Point labeling examples
- - - - -
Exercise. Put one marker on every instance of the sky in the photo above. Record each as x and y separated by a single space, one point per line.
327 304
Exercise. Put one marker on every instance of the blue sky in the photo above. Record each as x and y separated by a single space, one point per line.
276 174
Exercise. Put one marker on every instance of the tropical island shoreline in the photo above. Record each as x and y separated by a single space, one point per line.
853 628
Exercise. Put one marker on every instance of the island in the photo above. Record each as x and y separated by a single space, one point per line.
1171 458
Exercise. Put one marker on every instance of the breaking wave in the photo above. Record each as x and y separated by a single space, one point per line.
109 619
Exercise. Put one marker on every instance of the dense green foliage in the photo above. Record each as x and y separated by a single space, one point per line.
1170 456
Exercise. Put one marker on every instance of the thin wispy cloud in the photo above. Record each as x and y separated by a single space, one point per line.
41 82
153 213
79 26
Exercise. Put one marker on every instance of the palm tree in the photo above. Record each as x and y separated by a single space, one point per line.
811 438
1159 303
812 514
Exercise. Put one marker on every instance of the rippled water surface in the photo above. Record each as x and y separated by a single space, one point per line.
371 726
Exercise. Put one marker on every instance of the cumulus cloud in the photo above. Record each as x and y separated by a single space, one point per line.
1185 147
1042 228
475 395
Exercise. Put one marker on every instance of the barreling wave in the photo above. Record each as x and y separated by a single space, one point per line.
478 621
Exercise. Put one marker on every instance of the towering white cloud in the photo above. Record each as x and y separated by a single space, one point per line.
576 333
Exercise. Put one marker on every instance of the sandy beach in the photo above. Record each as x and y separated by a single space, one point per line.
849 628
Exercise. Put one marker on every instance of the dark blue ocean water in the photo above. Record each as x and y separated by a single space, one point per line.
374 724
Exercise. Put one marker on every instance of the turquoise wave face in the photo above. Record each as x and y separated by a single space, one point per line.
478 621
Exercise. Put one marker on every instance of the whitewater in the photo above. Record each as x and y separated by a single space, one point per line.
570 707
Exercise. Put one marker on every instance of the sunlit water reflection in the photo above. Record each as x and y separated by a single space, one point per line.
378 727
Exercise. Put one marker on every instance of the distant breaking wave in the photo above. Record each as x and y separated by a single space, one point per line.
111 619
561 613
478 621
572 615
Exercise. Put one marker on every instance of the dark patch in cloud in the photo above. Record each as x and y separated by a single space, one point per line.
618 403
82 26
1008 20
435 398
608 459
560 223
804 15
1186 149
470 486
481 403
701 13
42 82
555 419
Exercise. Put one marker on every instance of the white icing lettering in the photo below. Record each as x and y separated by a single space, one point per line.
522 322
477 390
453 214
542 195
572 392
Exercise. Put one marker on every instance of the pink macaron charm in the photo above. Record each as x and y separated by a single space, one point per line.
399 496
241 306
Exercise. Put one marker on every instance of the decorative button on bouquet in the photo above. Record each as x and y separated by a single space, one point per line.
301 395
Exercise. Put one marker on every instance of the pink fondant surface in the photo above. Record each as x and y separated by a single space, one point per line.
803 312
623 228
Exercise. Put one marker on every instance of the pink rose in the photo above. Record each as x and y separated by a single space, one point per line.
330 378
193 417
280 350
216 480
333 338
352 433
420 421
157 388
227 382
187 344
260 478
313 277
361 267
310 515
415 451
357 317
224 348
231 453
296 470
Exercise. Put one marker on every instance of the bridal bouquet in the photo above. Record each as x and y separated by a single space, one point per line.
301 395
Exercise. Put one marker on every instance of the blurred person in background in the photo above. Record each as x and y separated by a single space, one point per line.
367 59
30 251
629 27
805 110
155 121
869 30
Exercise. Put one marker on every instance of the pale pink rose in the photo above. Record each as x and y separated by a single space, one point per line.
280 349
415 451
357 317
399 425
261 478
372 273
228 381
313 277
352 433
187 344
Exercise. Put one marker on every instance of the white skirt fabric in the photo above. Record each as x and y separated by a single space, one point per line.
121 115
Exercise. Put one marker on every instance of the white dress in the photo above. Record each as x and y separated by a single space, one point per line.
- - - - -
__Required work__.
Transcribe all the entries, keeping each one exactly as it is.

__Exercise result__.
Exercise. Put one marker on every instance of the sky in the photo above. Record each as x and y separated by a single space, one point per line.
327 304
Exercise. Put one marker on every instance of the blue sky in the photo above. Record each as x and y separated by a single space, one point per line.
276 174
Exercise. Put one marker on every instance of the tropical island shoreline in the photo above. Record each as x and y separated by a single space, one point per line.
853 628
Exercise. Put one marker on every instance of the island in the photo above. Record each as x and y separated by a single space, one point per line.
1171 458
Exercise. Put one marker on every instance of the breaking wave in the photo above. Record each as x and y separated by a single space, one point per line.
109 619
Exercise. Put one marker on every instance of the dense green foliage in the photo above. Record each as x and y separated by a single space, one point per line.
1170 456
Exercise. Put one marker on every instance of the thin wispy cloud in the photo above. Record each as x and y separated by a single space, one point per line.
41 82
153 213
79 26
Exercise. Put one marker on every instance of the palm tree in the photo above. Record each as x and y separated by a single space, one point per line.
811 438
1159 303
812 514
Exercise. Put one marker on every instance of the rippled water surface in the photo above. Record each as x and y separated by a single space, one point per line.
371 726
Exercise. Put one marker on every instance of the cumulus cloud in the photo above. Record each as x and y separated by a single space, one point per line.
1185 147
1042 228
475 395
Exercise. Put one marker on every instance of the barreling wave in the photo above. Record each as x and y separated by a single space, one point per line.
478 621
Exercise. Put one marker on every instance of the towering white cloud in the photo above. Record each as x and y separated by a single space, one point per line.
576 333
Exercise. Put one marker on every instance of the sandy beach in the photo above. Record each as x and y separated by a single space, one point per line.
849 628
Exercise. Put one marker on every instance of the dark blue ocean water in the photo above. Record each as x and y separated by a single space, one point per line.
374 724
Exercise. Put one marker on every instance of the turquoise wave face in the photo above. Record each as x and y separated by a single space, one point per line.
478 621
Exercise. Put one marker on every instance of the whitewater in the photo above. Record each as x and y separated by a single space, one point per line.
570 707
Exercise. Put one marker on every instance of the sunlit water reflection in the photo above. Record each as x and y separated by a single space, one point per line.
378 727
Exercise. Put one marker on every instance of the distant breaking wave in the photo above. Record each as x and y separated by a single space, one point per line.
111 619
561 613
478 621
572 615
Exercise. Put one marker on every instance of the dark patch in cloud in the photo above. Record each as x and y separated by a single space, one point per line.
618 403
82 26
1008 20
435 398
608 459
560 223
804 15
1186 149
470 486
481 403
701 13
42 82
555 419
Exercise. Put one marker on every instance of the white icing lettering in the photo below. Record each as x and y separated by a single space, one point per line.
522 322
477 390
453 214
542 195
572 392
Exercise. Put one marker on every instance of the pink macaron charm in the photo above. Record each as x and y separated by a single space, one point per line.
399 496
241 306
Exercise. Put one marker on every instance of the decorative button on bouquet in the photo above. Record each as x and y separated by a single space, one point per line.
301 395
Exercise. Put one marker on every instance of the pink fondant surface in the photo above. Record each as x and y separated by a single space, one point per line.
803 312
623 228
Exercise. Put one marker on every instance of the pink rose in the photo above. Record each as x and y separated by a single space, one point per line.
330 378
193 417
280 350
216 480
333 338
352 433
420 421
157 388
227 382
187 344
260 478
313 277
361 267
310 515
415 451
357 317
224 348
231 453
296 470
Exercise. Put one marker on every instance of the bridal bouquet in the photo above. Record each as x and y separated by a single space, one point per line.
301 395
Exercise. Put one marker on every instance of the blurred person in background in the photo above. Record each as x and y separated by a single space, one point per line.
367 59
30 251
629 27
805 110
155 121
869 30
Exercise. Put one marker on every instance of the pale pink rose in the photo above. Record each as x and y separated by a single space, one point per line.
280 349
415 451
357 317
399 425
261 478
372 273
228 381
313 277
352 433
187 344
Exercise. Put one marker on every instance of the white skirt fabric in the photo above. Record each as x and y separated by a single space, one point per line.
121 115
Exercise. Put one marker on every instance of the white dress in the photo above. Record each as x and y separated by a single space, one point per line.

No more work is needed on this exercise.